───── Text block

Add any additional comments

Moving back to Mojave and Mojave to dab page. If consensus is for Mojave and Mojave (people) you can do that yourselves too. Rich Farmbrough 00:44, 26 November 2005 (UTC)

Move closed. --Hottentot 07:02, 27 November 2005 (UTC)



Please note that Mohave and Mojave are both correct; when Fort Mohave was built and the Mohave reservation created, southern Macaves followed the advice of their Head Men (such as Chooksa homar and Yara tav) and relocated to the reservation. Northern Macaves resisted the reservation and are generally referred to as the Mojaves.

I am a bit ashamed of myself for having ignored this page for an entire year (to the day) without making the changed and additions I had promissed myself I would do. It has been mere laziness on my part. --Desertphile 2006-May-30

Get to it. We're waiting looking forward to an improved article. Cheers, -Will Beback 21:01, 30 May 2006 (UTC)

[edit] New Update

Welp, jumping right in, here is a major expansion/rewrite, with much left to be done. I subheaded much of the Devereaux material from the SOUTHWEST MUSEUM LEAFLETS brochure, online at [1] (which I think is desertphile's website) and while there is some content there which could (and perhaps should) be reworked and reintegrated, I'm not for its inclusion wholesale. I am of the opinion that a link to that material would be adequate. The content is largely very dated and pretty trite, again, my opinion, especially when the page prominently displays an image of a photo of a semi-nude woman. By the way, who is young Judith, when was the photo taken, and is she (or her family) game to have her image shown in this way? Not taking a prudish standpoint, more one of respect and deference. Also, noting the prior brief discussion but protracted switch, back & forth from mojave to mohave, etc., I want to ring in on that. It should be Aha Macave, according to Aha Macave elders. What's anyone think about changing at the very least, the tribal page, to reflect the correct name as the title of the page, with perhaps redirects from various misspellings? I tried to address this matter actually, in the text of the article. Duff 02:01, 1 July 2007 (UTC)

──────────

*Task instructions:*
A: In the discussion about the Mojave article, what name is generally used for the Northern Macaves who resisted the reservation?
B: Pick up the discussion about the Mojave article and continue it from its last sentence.
The records have no connection to the discussion about the Mojave article.

───── Provided data

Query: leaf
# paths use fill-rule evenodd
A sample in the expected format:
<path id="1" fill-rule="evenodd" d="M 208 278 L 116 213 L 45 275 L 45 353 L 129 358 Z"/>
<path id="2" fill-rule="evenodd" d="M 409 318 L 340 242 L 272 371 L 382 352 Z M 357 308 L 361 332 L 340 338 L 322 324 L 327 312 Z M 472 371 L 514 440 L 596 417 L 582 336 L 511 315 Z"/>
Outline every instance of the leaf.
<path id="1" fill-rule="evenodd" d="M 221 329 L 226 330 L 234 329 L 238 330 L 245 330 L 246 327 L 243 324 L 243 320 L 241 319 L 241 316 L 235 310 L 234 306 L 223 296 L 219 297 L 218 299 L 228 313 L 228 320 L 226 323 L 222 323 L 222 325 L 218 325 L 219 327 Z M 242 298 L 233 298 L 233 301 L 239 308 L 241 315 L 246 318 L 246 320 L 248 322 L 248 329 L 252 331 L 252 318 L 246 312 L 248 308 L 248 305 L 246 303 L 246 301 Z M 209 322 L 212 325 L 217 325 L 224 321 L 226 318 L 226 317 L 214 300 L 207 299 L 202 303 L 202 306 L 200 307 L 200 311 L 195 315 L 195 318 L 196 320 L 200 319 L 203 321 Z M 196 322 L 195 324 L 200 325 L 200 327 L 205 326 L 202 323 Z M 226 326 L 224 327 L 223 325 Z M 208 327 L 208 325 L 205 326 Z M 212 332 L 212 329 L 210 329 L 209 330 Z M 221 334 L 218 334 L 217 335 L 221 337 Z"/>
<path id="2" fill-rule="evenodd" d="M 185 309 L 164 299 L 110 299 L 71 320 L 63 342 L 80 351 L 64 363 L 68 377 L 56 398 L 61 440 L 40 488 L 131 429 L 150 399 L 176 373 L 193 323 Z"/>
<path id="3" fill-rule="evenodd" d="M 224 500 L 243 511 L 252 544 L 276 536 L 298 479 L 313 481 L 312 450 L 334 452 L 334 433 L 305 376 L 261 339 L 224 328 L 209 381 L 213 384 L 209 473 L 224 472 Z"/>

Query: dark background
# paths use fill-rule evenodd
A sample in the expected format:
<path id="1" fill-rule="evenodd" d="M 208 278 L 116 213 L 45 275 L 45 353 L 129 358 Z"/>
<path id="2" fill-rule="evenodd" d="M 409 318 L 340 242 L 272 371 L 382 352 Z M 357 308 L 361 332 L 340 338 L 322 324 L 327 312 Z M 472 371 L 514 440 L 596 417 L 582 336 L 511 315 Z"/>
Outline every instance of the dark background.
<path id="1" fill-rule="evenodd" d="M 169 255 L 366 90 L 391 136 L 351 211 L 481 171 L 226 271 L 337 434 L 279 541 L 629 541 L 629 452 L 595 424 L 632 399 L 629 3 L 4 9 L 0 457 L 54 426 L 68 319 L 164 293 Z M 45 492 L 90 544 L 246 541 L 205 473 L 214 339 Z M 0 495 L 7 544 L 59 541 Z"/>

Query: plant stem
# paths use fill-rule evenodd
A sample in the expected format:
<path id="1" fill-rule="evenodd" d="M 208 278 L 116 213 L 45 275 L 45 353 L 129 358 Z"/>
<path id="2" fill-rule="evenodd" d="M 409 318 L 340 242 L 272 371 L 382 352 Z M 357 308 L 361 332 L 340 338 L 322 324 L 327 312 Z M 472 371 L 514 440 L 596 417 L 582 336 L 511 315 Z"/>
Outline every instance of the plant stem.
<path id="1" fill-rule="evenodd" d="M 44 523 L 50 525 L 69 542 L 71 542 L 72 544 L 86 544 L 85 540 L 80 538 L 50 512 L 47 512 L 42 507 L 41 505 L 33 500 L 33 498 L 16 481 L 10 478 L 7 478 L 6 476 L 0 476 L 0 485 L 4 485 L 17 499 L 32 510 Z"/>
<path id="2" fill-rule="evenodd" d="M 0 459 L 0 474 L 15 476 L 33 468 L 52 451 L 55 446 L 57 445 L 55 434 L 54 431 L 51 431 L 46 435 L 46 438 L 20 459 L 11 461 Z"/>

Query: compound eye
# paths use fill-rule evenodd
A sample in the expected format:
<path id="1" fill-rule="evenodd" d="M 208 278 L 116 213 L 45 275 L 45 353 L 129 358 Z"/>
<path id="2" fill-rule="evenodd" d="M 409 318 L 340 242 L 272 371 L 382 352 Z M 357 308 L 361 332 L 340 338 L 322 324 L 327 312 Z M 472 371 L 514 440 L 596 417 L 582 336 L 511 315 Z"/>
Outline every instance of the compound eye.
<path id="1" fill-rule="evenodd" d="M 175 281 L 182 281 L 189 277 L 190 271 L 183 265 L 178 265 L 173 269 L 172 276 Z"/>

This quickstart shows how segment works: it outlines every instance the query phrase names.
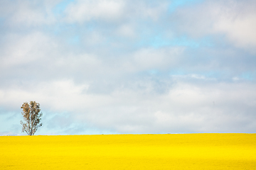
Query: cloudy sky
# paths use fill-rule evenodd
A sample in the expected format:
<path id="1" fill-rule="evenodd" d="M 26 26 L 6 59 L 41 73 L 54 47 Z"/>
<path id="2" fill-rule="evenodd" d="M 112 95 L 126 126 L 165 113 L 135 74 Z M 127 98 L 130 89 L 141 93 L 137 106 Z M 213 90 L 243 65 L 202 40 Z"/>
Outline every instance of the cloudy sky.
<path id="1" fill-rule="evenodd" d="M 255 132 L 255 0 L 1 0 L 0 135 Z"/>

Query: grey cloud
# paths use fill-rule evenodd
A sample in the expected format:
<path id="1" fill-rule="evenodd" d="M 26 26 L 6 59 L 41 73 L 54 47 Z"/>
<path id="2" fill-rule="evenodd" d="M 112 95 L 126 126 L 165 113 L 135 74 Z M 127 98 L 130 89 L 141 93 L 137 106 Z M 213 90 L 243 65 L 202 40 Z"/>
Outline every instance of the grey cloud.
<path id="1" fill-rule="evenodd" d="M 230 43 L 255 53 L 255 6 L 254 1 L 206 1 L 178 8 L 171 18 L 180 33 L 186 31 L 194 38 L 225 35 Z"/>

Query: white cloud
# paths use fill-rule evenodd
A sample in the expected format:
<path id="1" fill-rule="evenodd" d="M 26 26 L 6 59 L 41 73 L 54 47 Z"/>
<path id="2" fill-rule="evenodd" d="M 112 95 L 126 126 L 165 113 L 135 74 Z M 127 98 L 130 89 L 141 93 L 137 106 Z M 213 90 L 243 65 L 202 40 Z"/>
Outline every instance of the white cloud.
<path id="1" fill-rule="evenodd" d="M 124 1 L 78 1 L 65 11 L 66 21 L 83 23 L 92 19 L 116 20 L 124 11 Z"/>
<path id="2" fill-rule="evenodd" d="M 0 57 L 1 69 L 17 67 L 47 57 L 47 52 L 57 44 L 41 32 L 26 35 L 9 34 L 2 47 Z"/>
<path id="3" fill-rule="evenodd" d="M 192 37 L 223 34 L 236 47 L 255 52 L 255 5 L 254 1 L 206 1 L 178 9 L 172 18 Z"/>

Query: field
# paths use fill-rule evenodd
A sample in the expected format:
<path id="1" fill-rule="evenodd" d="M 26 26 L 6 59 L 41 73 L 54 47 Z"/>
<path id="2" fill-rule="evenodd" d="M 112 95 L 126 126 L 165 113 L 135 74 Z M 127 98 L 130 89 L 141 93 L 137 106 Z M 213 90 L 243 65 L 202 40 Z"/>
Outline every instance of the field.
<path id="1" fill-rule="evenodd" d="M 256 169 L 256 134 L 1 136 L 0 169 Z"/>

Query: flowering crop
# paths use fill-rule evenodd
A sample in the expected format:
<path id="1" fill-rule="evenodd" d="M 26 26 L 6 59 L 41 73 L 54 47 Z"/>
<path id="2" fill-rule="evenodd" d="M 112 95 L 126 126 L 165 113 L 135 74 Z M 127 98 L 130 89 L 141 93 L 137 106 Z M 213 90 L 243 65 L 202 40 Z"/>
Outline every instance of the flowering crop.
<path id="1" fill-rule="evenodd" d="M 0 169 L 256 169 L 256 134 L 1 136 Z"/>

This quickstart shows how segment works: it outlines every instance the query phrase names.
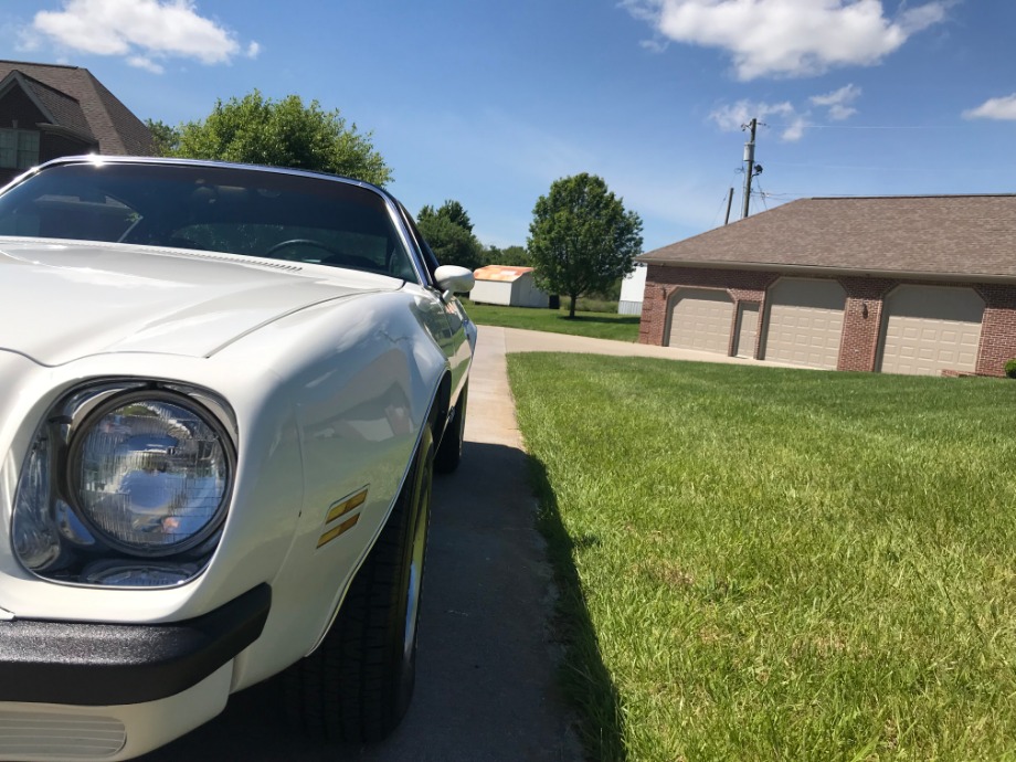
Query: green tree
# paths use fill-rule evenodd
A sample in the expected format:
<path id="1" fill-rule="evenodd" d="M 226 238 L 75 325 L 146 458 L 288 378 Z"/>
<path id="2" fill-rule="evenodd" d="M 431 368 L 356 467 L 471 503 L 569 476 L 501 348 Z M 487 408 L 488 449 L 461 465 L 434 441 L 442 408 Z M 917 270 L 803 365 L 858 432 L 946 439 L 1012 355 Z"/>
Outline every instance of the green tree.
<path id="1" fill-rule="evenodd" d="M 305 106 L 297 95 L 273 100 L 254 91 L 220 99 L 208 118 L 181 125 L 177 135 L 172 156 L 334 172 L 378 186 L 392 179 L 371 133 L 358 133 L 317 100 Z"/>
<path id="2" fill-rule="evenodd" d="M 529 256 L 537 285 L 571 299 L 602 292 L 632 271 L 642 251 L 642 219 L 595 174 L 555 180 L 541 195 L 529 225 Z"/>
<path id="3" fill-rule="evenodd" d="M 473 222 L 458 201 L 430 204 L 416 215 L 416 226 L 443 265 L 476 269 L 484 265 L 484 247 L 473 234 Z"/>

──────────

*Outputs in order:*
A: The Mojaves.

B:
Thank you for the impressive update. I had been waiting for a member of the Mohave tribe, or a historian of Aha macave, to do the actual writing instead of my piecing together the web page--- out of cultural respect. It has been three years since I suggested to Tribal Council that a Fort Mohave person do the write before someone else did, to avoid errors from a non-Mohave perspective.
Regarding the usage of the phrase Aha macave, as others have pointed out that is one of several names the Mojave Indians in general, and the Fort Mohave ones in particular, used: there is a much less common, but apparently more accurate, name that they called themselves by in the 1850s. I have not written that name here because in Mojave tradition, names have power and I am an enemy (i.e., I am from European invasion cultures).
I have been considering adding a paragraph in WikiPedia regarding slavery among the Mojave. It was common, before and after the Oatman captivity. --Desertphile (talk) 19:48, 8 May 2008 (UTC)

[edit] Discussion

Peace brothers. Let the dogpile begin. -Duff 02:01, 1 July 2007 (UTC)

[edit] History vs current reality

While this is an impressively detailed article, I have to note that it seems based almost entirely on old records. Almost none of the sources are more recent than the 1960s and many are much older. So when it talks about whether they smoke or chew tobacco, this is a historical and anthropological observation many decades old, not remotely current. References to their religious beliefs are in past tense, as if none of them remain today. This is not clear in the article. The whole article reads like a historical treatise about an extinct culture. There must be more current information than these documents.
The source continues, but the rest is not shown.